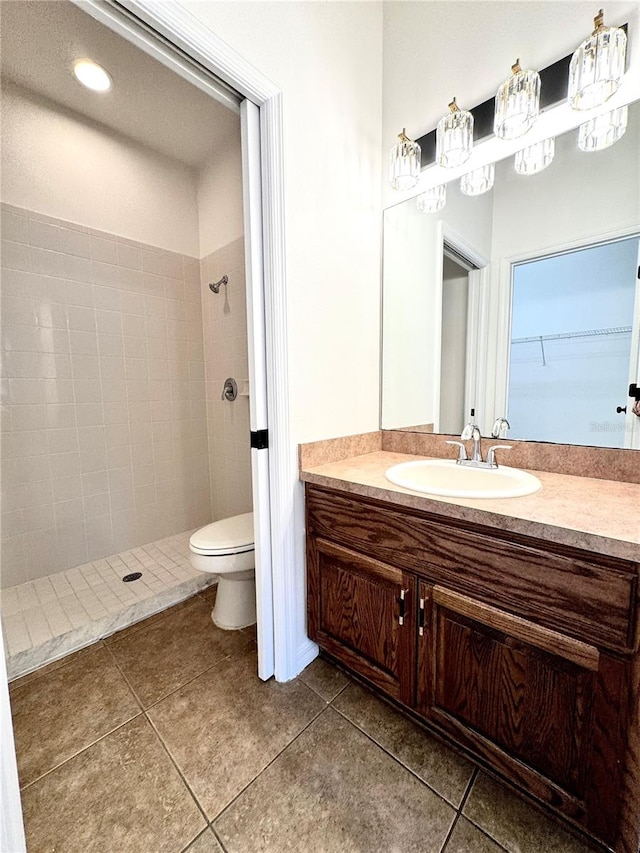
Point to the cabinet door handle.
(421, 618)
(401, 603)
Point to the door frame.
(184, 32)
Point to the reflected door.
(574, 337)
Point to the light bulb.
(92, 75)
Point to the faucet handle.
(500, 428)
(462, 452)
(491, 454)
(471, 430)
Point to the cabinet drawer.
(584, 595)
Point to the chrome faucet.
(472, 431)
(500, 428)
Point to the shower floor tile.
(48, 618)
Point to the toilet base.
(235, 605)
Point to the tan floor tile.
(66, 709)
(171, 651)
(209, 594)
(50, 667)
(467, 838)
(224, 727)
(205, 843)
(324, 678)
(442, 768)
(122, 795)
(124, 633)
(334, 791)
(515, 823)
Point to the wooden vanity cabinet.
(550, 709)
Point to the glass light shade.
(479, 181)
(404, 163)
(517, 103)
(535, 158)
(454, 137)
(597, 66)
(603, 131)
(92, 75)
(433, 200)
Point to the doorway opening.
(459, 274)
(131, 222)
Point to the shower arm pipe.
(215, 286)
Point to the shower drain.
(134, 576)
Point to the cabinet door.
(363, 612)
(545, 709)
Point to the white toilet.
(226, 548)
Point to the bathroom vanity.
(514, 638)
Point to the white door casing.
(258, 409)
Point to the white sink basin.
(446, 478)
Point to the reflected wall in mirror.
(523, 302)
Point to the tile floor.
(162, 739)
(48, 618)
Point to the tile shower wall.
(104, 418)
(225, 345)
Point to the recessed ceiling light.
(92, 75)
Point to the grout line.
(178, 771)
(125, 679)
(80, 751)
(266, 767)
(459, 814)
(467, 793)
(217, 835)
(399, 761)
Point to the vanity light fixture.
(432, 200)
(517, 103)
(535, 158)
(404, 163)
(597, 66)
(479, 181)
(454, 137)
(602, 131)
(91, 75)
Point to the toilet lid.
(228, 536)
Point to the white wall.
(327, 59)
(435, 50)
(54, 162)
(220, 198)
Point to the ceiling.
(148, 103)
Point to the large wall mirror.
(523, 302)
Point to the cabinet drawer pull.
(401, 603)
(421, 618)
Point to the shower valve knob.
(230, 389)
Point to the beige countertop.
(602, 516)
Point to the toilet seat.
(228, 536)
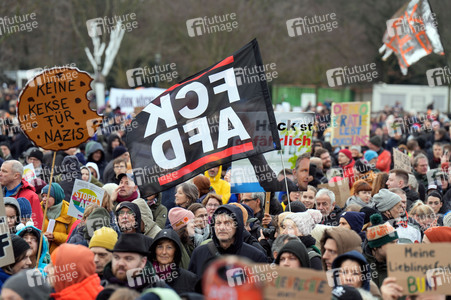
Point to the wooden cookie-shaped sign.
(53, 109)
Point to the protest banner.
(350, 122)
(28, 172)
(128, 100)
(340, 189)
(202, 122)
(299, 283)
(6, 246)
(421, 268)
(401, 161)
(295, 134)
(83, 194)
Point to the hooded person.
(348, 265)
(21, 259)
(57, 210)
(296, 249)
(166, 256)
(14, 287)
(301, 225)
(227, 228)
(128, 217)
(148, 225)
(32, 236)
(70, 168)
(86, 175)
(96, 154)
(220, 186)
(97, 219)
(66, 261)
(13, 213)
(353, 220)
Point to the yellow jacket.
(221, 186)
(62, 227)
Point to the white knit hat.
(306, 221)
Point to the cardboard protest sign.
(340, 189)
(295, 134)
(53, 109)
(350, 123)
(128, 100)
(421, 268)
(28, 172)
(401, 161)
(83, 194)
(204, 121)
(6, 246)
(299, 283)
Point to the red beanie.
(347, 153)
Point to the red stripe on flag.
(205, 160)
(224, 62)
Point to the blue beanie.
(370, 154)
(56, 192)
(25, 207)
(355, 220)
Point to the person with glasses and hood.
(166, 255)
(227, 228)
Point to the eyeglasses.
(248, 200)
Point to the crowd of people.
(159, 246)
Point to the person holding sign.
(57, 209)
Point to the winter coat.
(63, 225)
(202, 255)
(150, 227)
(88, 289)
(383, 160)
(221, 186)
(71, 171)
(44, 258)
(28, 192)
(181, 280)
(92, 147)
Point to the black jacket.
(182, 281)
(202, 255)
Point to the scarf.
(54, 211)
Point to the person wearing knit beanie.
(301, 223)
(440, 234)
(336, 241)
(389, 204)
(352, 220)
(102, 244)
(370, 155)
(67, 260)
(380, 233)
(128, 217)
(180, 217)
(15, 286)
(294, 249)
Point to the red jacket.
(348, 172)
(384, 161)
(28, 191)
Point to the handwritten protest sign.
(295, 134)
(28, 172)
(54, 111)
(401, 161)
(340, 189)
(421, 268)
(350, 123)
(300, 283)
(83, 194)
(6, 246)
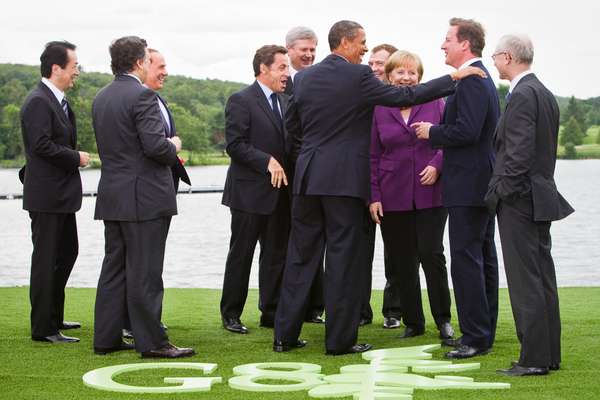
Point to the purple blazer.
(397, 158)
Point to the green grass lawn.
(33, 370)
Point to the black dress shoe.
(169, 351)
(267, 322)
(517, 370)
(357, 348)
(464, 351)
(446, 330)
(451, 342)
(412, 332)
(551, 367)
(280, 346)
(58, 338)
(122, 346)
(315, 319)
(391, 323)
(70, 325)
(234, 325)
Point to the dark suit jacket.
(51, 181)
(253, 135)
(466, 135)
(526, 141)
(136, 183)
(177, 169)
(331, 110)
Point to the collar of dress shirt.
(469, 62)
(293, 72)
(59, 94)
(136, 78)
(517, 78)
(342, 57)
(267, 91)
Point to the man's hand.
(422, 129)
(277, 173)
(177, 142)
(467, 71)
(376, 211)
(84, 158)
(429, 175)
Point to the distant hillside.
(197, 104)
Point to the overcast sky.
(217, 39)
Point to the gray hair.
(340, 30)
(299, 33)
(519, 47)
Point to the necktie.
(276, 109)
(65, 106)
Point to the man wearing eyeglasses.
(523, 193)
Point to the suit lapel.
(169, 125)
(264, 104)
(55, 104)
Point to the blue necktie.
(276, 109)
(65, 106)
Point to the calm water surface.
(199, 236)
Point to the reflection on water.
(199, 236)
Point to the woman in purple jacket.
(406, 200)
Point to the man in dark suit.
(331, 111)
(523, 193)
(157, 72)
(136, 199)
(470, 117)
(256, 188)
(301, 43)
(52, 189)
(155, 79)
(392, 308)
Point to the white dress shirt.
(59, 94)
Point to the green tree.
(502, 91)
(10, 132)
(571, 133)
(192, 131)
(570, 151)
(575, 110)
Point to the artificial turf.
(34, 370)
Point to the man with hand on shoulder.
(466, 135)
(136, 200)
(331, 110)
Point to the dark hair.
(55, 53)
(266, 55)
(340, 30)
(471, 30)
(125, 52)
(387, 47)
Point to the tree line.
(197, 106)
(198, 109)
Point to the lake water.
(198, 240)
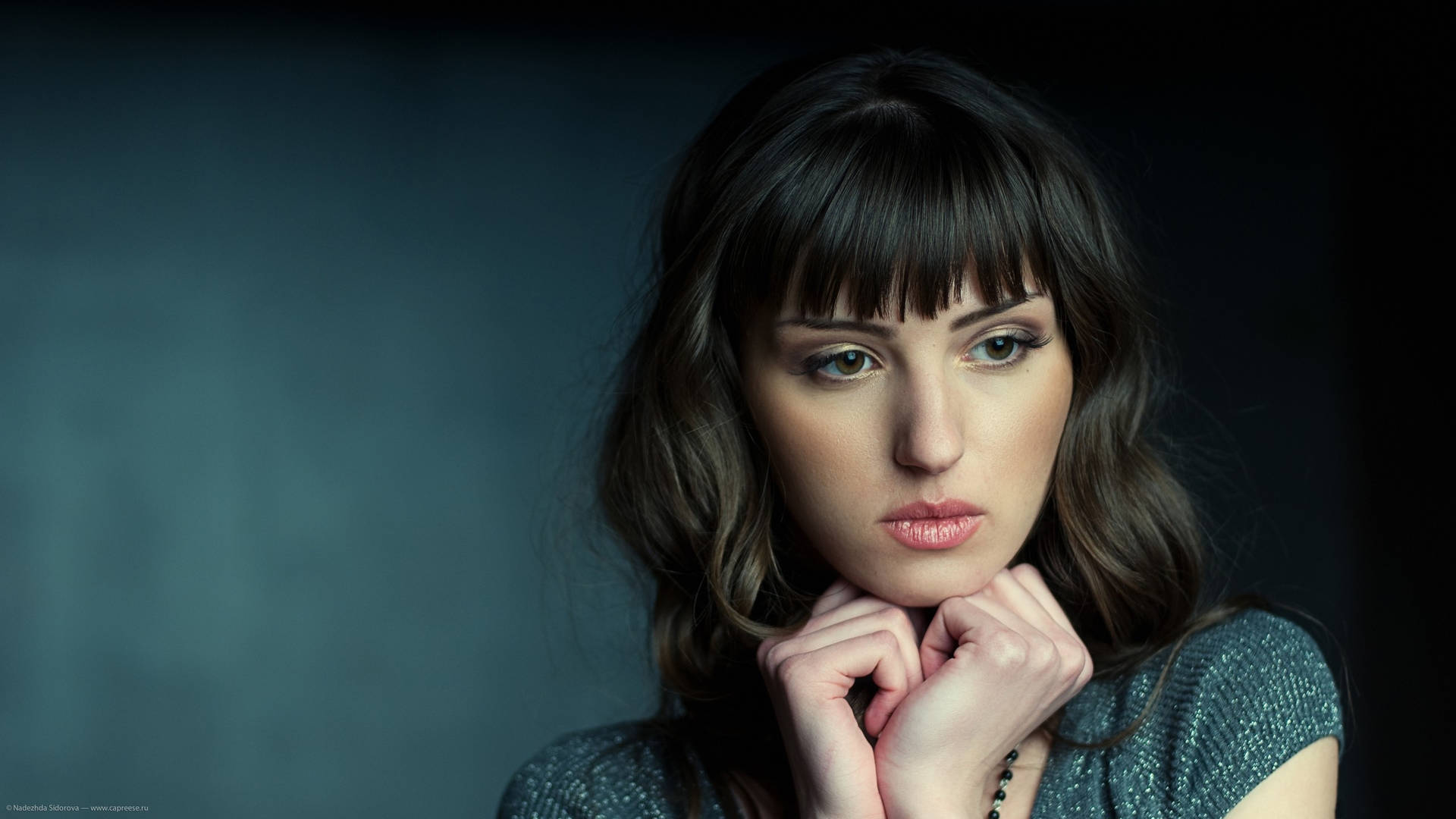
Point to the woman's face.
(862, 420)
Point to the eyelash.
(1024, 343)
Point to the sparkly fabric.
(1242, 697)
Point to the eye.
(1006, 349)
(842, 365)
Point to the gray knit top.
(1242, 697)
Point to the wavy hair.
(884, 177)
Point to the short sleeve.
(1250, 694)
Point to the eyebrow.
(886, 331)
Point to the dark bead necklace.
(1001, 789)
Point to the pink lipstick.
(925, 525)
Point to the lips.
(922, 509)
(925, 525)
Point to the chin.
(927, 595)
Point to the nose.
(929, 425)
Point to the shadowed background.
(305, 316)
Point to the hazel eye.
(1006, 350)
(1001, 347)
(848, 363)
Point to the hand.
(996, 665)
(849, 634)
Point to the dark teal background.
(305, 321)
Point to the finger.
(837, 594)
(956, 621)
(833, 670)
(867, 605)
(1068, 653)
(1033, 582)
(1008, 591)
(883, 618)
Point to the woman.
(884, 445)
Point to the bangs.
(887, 210)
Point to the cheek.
(814, 447)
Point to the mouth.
(934, 532)
(925, 525)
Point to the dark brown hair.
(886, 177)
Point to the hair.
(886, 178)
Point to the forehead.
(967, 295)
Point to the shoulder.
(1254, 673)
(1241, 698)
(606, 771)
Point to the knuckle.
(1041, 651)
(792, 670)
(1005, 649)
(894, 617)
(887, 640)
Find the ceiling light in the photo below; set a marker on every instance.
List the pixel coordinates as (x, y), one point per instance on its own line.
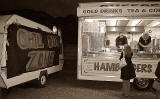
(133, 22)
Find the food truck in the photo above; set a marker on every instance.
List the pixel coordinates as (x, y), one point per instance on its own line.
(101, 24)
(28, 51)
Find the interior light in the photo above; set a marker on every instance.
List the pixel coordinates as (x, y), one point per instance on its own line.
(156, 23)
(133, 22)
(113, 28)
(113, 22)
(89, 20)
(54, 29)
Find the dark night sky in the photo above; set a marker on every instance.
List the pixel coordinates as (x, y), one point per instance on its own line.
(52, 7)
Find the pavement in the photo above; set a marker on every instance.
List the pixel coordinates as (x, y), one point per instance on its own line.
(64, 85)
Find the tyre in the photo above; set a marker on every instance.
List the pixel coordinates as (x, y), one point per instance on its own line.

# Stated task
List every line from the one containing "Find the dark" through the last of the rows above as a numbered list, including both ends and leaving out blank lines.

# Complete output
1. Find the dark night sky in the photo above; set a marker on every instance.
2. List the pixel coordinates as (x, y), one point per instance on its own line.
3. (52, 7)
4. Find the pavement in the photo above; set a marker on every instance.
5. List the pixel coordinates as (x, y), one point per instance on its own line.
6. (64, 85)
7. Find the tyre in the photo above; set a marker on every instance.
8. List the pixel coordinates as (x, y), one point per instance on its own line.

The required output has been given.